Source:
* Begin *

From Publishers Weekly

Politics may make strange bedfellows, but those pairings pale beside the cast assembled here by Hungarian author Esterhazy. The odd roster includes a Hungarian writer (a nameless scribe who was "supposed to write about [the real Czech writer Bohumil] Hrabal"); his wife, Anna, who has an ongoing internal conversation with Hrabal; their unborn child, whom Anna wants to abort; their live children (who play minor roles); two angels disguised as secret policemen, who watch the house and whose mission is to prevent the abortion; and-last but hardly least-God himself, who instructs the angels, takes saxophone lessons from Charlie Parker, ponders philosophy and bickers with his nagging mother. Given this uncommon assemblage, it is perhaps not surprising that the resultant work proves often confusing-in large part because Esterhazy shifts perspective at will and without warning. Still, flashes of wit and tongue-in-cheek aphorisms frequently enliven the convoluted proceedings. Though this discursive yarn will not strike all readers' fancies, those with a fondness for mittel-European whimsy may well be charmed.

* End *

Excerpted data:
* Begin *

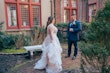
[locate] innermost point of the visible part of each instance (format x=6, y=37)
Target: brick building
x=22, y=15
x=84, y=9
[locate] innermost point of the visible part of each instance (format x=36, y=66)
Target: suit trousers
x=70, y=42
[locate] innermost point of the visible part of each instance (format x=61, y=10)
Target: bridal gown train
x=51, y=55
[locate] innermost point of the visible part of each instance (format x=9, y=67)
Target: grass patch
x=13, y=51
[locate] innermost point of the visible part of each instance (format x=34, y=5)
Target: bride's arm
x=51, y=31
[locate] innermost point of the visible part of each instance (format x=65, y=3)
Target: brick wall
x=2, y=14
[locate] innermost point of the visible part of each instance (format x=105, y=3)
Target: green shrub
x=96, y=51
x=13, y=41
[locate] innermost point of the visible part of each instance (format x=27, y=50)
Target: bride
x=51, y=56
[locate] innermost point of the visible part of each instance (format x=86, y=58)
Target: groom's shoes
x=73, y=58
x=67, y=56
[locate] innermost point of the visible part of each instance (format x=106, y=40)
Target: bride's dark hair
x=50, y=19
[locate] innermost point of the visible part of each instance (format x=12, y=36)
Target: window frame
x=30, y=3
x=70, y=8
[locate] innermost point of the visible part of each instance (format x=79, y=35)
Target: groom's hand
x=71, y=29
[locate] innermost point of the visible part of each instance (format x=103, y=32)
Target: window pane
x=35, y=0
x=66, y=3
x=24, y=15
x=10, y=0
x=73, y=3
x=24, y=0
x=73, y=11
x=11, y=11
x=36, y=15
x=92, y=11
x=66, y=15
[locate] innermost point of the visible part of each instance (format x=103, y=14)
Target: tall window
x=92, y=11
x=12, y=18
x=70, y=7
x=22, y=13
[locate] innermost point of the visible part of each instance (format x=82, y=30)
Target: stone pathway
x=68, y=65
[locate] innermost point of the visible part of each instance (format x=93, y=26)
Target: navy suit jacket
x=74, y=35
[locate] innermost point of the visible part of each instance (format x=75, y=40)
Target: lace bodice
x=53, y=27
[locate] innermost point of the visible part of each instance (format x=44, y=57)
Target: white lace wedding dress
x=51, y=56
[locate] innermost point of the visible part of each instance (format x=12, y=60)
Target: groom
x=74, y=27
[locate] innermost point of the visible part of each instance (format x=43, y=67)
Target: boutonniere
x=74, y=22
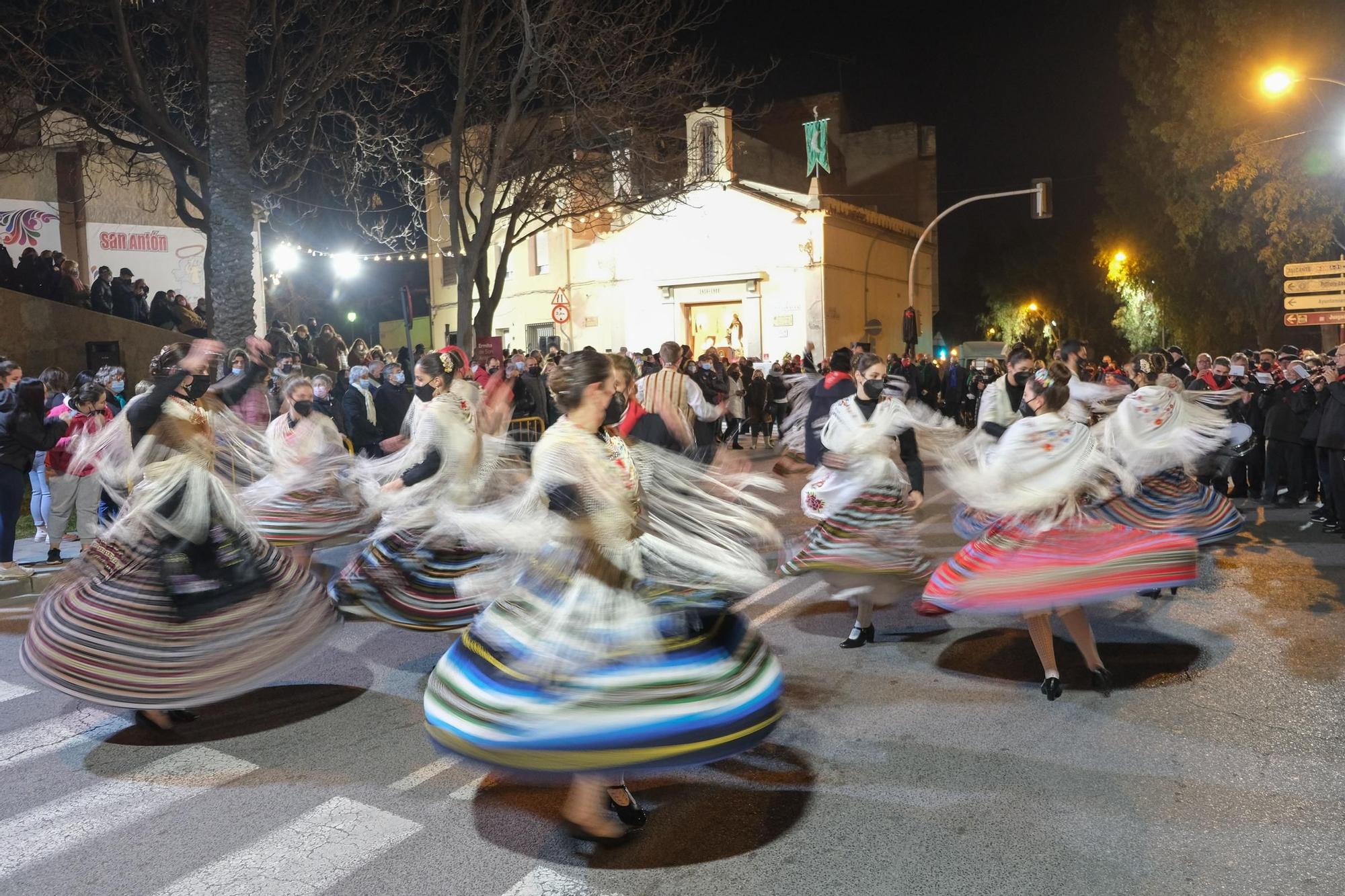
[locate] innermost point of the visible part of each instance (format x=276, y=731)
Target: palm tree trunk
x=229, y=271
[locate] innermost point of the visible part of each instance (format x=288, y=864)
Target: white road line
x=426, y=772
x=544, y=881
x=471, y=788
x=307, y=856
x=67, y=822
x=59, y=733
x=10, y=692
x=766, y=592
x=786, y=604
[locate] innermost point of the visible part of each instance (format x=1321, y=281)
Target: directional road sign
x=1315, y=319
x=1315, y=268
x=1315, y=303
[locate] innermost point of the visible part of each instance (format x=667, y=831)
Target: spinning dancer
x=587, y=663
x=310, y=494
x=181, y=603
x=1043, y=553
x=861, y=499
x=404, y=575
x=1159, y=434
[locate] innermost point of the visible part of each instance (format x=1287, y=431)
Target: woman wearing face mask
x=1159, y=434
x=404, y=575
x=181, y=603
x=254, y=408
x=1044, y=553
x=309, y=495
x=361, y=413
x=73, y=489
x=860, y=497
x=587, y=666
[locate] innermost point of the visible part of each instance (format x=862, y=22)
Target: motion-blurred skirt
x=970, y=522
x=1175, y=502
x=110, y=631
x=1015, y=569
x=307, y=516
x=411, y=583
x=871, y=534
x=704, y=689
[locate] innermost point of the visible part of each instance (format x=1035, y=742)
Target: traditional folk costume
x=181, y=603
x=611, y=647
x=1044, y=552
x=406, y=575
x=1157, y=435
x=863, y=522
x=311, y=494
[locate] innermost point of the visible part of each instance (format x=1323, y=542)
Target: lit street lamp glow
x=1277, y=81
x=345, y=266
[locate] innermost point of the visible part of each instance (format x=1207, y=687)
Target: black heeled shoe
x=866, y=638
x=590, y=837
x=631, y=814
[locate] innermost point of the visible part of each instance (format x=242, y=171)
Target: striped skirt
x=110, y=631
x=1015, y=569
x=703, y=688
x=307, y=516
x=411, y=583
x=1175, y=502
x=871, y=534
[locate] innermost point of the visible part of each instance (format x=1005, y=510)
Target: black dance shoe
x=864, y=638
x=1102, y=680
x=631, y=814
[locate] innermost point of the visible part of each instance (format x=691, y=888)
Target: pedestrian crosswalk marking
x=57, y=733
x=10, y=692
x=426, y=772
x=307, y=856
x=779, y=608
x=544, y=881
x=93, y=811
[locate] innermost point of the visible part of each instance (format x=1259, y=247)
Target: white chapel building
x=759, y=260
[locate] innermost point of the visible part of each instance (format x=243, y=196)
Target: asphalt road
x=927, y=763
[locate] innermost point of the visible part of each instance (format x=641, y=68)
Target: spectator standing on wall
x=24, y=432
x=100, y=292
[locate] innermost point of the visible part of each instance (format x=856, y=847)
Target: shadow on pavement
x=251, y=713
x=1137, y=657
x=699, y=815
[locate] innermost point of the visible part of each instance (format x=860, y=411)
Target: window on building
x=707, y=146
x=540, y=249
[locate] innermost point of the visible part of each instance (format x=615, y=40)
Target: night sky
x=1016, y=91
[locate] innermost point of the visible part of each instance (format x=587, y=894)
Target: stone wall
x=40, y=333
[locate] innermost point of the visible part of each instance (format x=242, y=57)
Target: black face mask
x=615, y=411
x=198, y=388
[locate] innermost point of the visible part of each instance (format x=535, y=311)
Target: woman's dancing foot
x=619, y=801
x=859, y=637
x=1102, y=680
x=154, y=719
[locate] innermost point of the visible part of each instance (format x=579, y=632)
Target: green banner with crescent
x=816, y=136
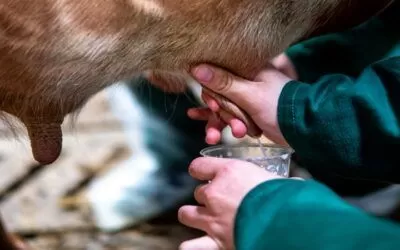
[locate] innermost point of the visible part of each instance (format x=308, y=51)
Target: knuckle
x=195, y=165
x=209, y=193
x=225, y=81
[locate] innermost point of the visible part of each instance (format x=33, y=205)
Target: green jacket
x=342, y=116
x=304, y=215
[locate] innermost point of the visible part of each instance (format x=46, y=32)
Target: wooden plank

* End *

Objective: In the Publishers Weekly review, what is the mission of the two angels disguised as secret policemen?

Solution: Their mission is to prevent Anna from aborting her unborn child.